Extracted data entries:
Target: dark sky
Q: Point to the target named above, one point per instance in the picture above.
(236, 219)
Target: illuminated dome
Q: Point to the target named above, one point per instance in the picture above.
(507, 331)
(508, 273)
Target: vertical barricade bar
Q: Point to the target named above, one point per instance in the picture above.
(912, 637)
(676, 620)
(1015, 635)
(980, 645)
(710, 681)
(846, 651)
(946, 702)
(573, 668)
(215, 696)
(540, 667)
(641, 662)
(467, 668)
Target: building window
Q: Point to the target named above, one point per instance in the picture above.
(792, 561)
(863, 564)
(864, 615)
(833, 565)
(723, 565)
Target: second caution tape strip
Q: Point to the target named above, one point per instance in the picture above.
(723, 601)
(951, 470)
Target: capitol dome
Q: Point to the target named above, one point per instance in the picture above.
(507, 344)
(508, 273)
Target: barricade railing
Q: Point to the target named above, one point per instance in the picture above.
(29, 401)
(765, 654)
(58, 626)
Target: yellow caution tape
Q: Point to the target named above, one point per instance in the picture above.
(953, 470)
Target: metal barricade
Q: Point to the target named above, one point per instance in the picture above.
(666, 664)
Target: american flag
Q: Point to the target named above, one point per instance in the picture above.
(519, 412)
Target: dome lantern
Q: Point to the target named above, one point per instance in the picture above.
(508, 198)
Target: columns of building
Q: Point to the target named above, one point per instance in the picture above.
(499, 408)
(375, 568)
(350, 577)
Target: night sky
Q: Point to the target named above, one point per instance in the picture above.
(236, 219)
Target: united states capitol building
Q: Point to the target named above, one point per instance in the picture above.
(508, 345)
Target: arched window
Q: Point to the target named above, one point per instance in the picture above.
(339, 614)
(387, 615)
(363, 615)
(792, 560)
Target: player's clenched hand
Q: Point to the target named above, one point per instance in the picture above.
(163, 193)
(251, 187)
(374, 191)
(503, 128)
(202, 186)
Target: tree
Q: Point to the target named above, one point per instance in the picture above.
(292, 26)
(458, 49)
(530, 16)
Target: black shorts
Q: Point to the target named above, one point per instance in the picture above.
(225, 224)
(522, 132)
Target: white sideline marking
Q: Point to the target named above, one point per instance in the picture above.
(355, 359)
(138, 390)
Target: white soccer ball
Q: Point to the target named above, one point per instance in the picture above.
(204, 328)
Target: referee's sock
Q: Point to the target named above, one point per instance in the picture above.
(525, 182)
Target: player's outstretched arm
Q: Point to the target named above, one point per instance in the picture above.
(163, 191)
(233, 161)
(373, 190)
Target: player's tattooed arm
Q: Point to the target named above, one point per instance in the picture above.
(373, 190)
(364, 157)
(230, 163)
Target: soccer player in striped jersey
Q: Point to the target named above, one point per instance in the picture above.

Exercise description: Reproduce the entries exactly. Every word has to stay the same.

Answer box:
Target: dark sky
Q: Point to the target named above, one point per instance in the picture above.
(236, 219)
Target: illuminated dome
Q: Point to the target named above, one point per instance in the picture above.
(507, 331)
(508, 273)
Target: vertical barricade bar
Q: Point to the target named above, one point per instance in the picture above.
(912, 637)
(676, 620)
(1015, 635)
(980, 645)
(710, 681)
(846, 651)
(946, 702)
(573, 668)
(215, 696)
(540, 667)
(641, 662)
(467, 668)
Target: building window
Q: Point to the target named above, one point per instance in the picture above.
(792, 561)
(863, 564)
(864, 615)
(833, 565)
(723, 565)
Target: second caution tape strip
Q: Point to the target named above, one point per instance in the picture above.
(723, 601)
(951, 470)
Target: capitol dome
Q: Point to the target named above, one point per instance in the picture above.
(507, 344)
(508, 273)
Target: barricade railing
Q: Point to the target named above, one point per instance in the picture above.
(29, 401)
(765, 654)
(58, 626)
Target: yellow caution tape
Q: Point to the target named above, one point per instance in the picture above.
(953, 470)
Target: metal barricade
Q: Point to the target named above, one point per instance in the picture above.
(666, 664)
Target: american flag
Q: Point to the target named above, one point per instance in the picture above.
(519, 412)
Target: dome lantern
Q: Point to the target named above, one point per instance in the picture above.
(508, 198)
Target: columns of building
Q: Point to the target named above, one point per instance in the picture above.
(499, 408)
(375, 568)
(350, 577)
Target: night sky
Q: Point to the target named above, one point per instance in the picture above.
(236, 219)
Target: united states capitol building
Q: Point to the target named above, one point per instance in the picture above.
(508, 345)
Target: arched window
Q: Point to the target named above, one point per instance in the picture above.
(339, 614)
(387, 615)
(363, 615)
(792, 560)
Target: player's clenched hand
Q: Point to the target named above, one point per instance in the picture above.
(163, 193)
(251, 187)
(374, 191)
(503, 128)
(202, 186)
Target: tree
Q: Point to the target named above, one point per instance in the picture above.
(292, 26)
(458, 49)
(530, 16)
Target: black shorts
Q: Point to the target named above, one point per instance in the picture above.
(225, 224)
(522, 132)
Target: white sideline marking
Q: Point to the target named above, one point per instance in the picture above.
(355, 359)
(138, 390)
Target: white soccer ball
Q: Point to the target named above, one point per instance in the picture above.
(204, 328)
Target: referee's sock
Q: Point to the target named above, one point per instance in the picture above.
(525, 182)
Target: player's outstretched arm
Q: Point to the target named above, one point per instance in the picture above.
(163, 191)
(233, 161)
(373, 190)
Target: player's tattooed arm
Q: Point to the target named above, one point per instance in the picture above.
(373, 190)
(364, 157)
(230, 163)
Target: soccer player in striped jersey
Q: Point to the target named above, one point per instance in the picture above.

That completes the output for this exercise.